Whitehot Magazine

Joe Brainard’s “Hard” Bodies

Joe Brainard, Untitled (Still Life), 1968. Watercolor on paper, 14 x 11 inches. Images courtesy of Tibor de Nagy.

Joe Brainard: 100 Works

Tibor de Nagy (NYC)

April 20 - May 26, 2019 


“I remember ‘hard’ Christmas candy. Especially the ones with flower designs. I remember not liking the ones with jelly in the middle very much.” —Joe Brainard, from The Collected Writings (2012)

Joe Brainard spoke the language of flowers. Both in his text and paintings, he is the fleurs du fleurs to Baudelaire’s fleurs du mal. At Tibor de Nagy, the experience of the viewer is akin to that of the Deleuzian wasp hopping giddily between Brainard’s orchids (100 of them here!) that enact certain physical and sensory qualities of female wasps in order to attract the pollinator. The wasp is becoming-orchid and the orchid is becoming-wasp through this drag-play. As observers baited by Brainard’s art, we are becoming, too, gentler, floral, and more multiform.

Joe Brainard, Untitled (Toothbrushes), 1973-74. Oil on canvas, 12 x 9 inches.

An artist associated with the New York school, Joe Brainard’s work skirts Warholian Pop and the low-key yet numinal poetics of his contemporaries: Frank O’Hara, James Schuyler, and John Ashbery among them. His particular tinkering with found material in collages and shadowboxes airs a wink unique to Brainard; the numerous repetitions (cigarette butts, whippets, toy animals, pansies, sweets, saints, Ernie Bushmiller’s Nancy comic character) are of a decadence made otherworldly by assemblage. At times, one senses a flirtation with the subjects. 

Joe Brainard, Untitled (Puppy), 1972. Mixed media and gouache on paper, 13 1/2 x 10 1/2 inches.

Data section —

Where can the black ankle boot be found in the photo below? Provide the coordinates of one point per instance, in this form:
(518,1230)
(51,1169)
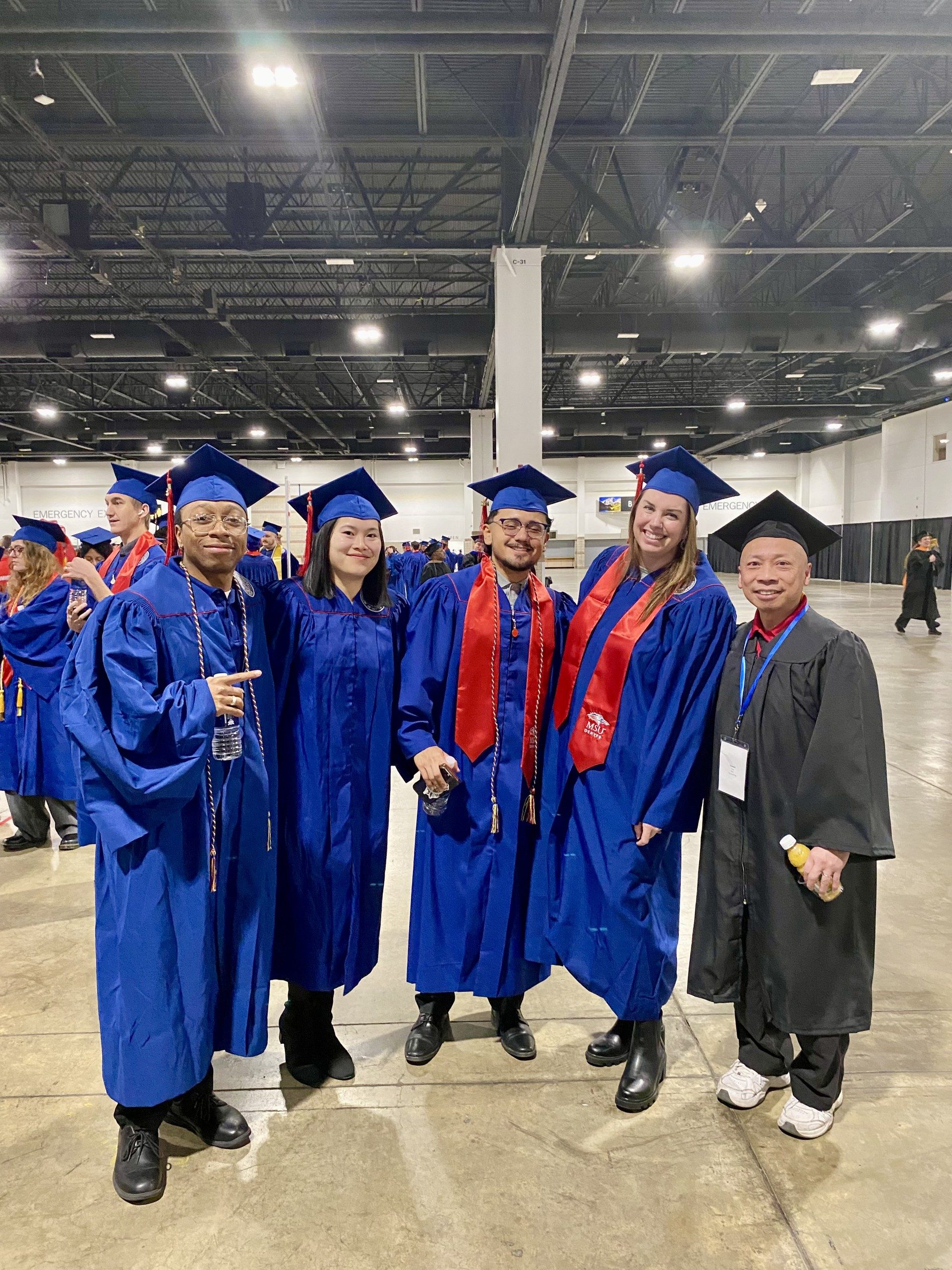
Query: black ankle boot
(611,1048)
(645,1069)
(139,1174)
(311,1048)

Written request 1 — According to the Joe Brainard review, which of Brainard's contemporaries are named?
Written request 2 — Reproduce word for word the part of the Joe Brainard review from "Joe Brainard: 100" up to and including "Collected Writings (2012)".
Written request 3 — Carry the review of the Joe Brainard exhibition forward from its last sentence.

Expected output 1 — Frank O'Hara, James Schuyler, and John Ashbery.

Expected output 2 —
Joe Brainard: 100 Works

Tibor de Nagy (NYC)

April 20 - May 26, 2019 


“I remember ‘hard’ Christmas candy. Especially the ones with flower designs. I remember not liking the ones with jelly in the middle very much.” —Joe Brainard, from The Collected Writings (2012)

Expected output 3 —
Much writing has been done on the “seriousness” of Brainard’s practice (1). Both “beautiful” and “miniature” crop up in spanning reviews of his work. This minor beauty might be equivalent to cuteness, which is inherently diminutive. Aesthetic theorist Sianne Ngai cites Gertrude Stein in Tender Buttons ascribing the qualifier “handsome” to cheese (see Brainard’s “Untitled (Cheese”), 1975) as popular literary evidence of diffused aesthetic relation. This point validates the critical examination of the minor aesthetic category “cute” as a taste concept. She writes that “prototypically cute objects often have a deverbalizing effect on the subjects who impose cuteness upon them” (2). This response is separate from that vacuous muteness of the Kantian sublime induced by sheer, major beauty. One potent example of this response dwells in a 1972 Art News review by Gerrit Henry, who compares the effect of one Brainard show to “some kind of rare, major potpourri” (3). At a loss for words, the viewer may rely instead on the arresting phantom smell of Brainard’s spread squished into floral powder and dispersed. 

Joe Brainard, Pansies, 1968. Watercolor and collage on paper, 28 x 22 inches.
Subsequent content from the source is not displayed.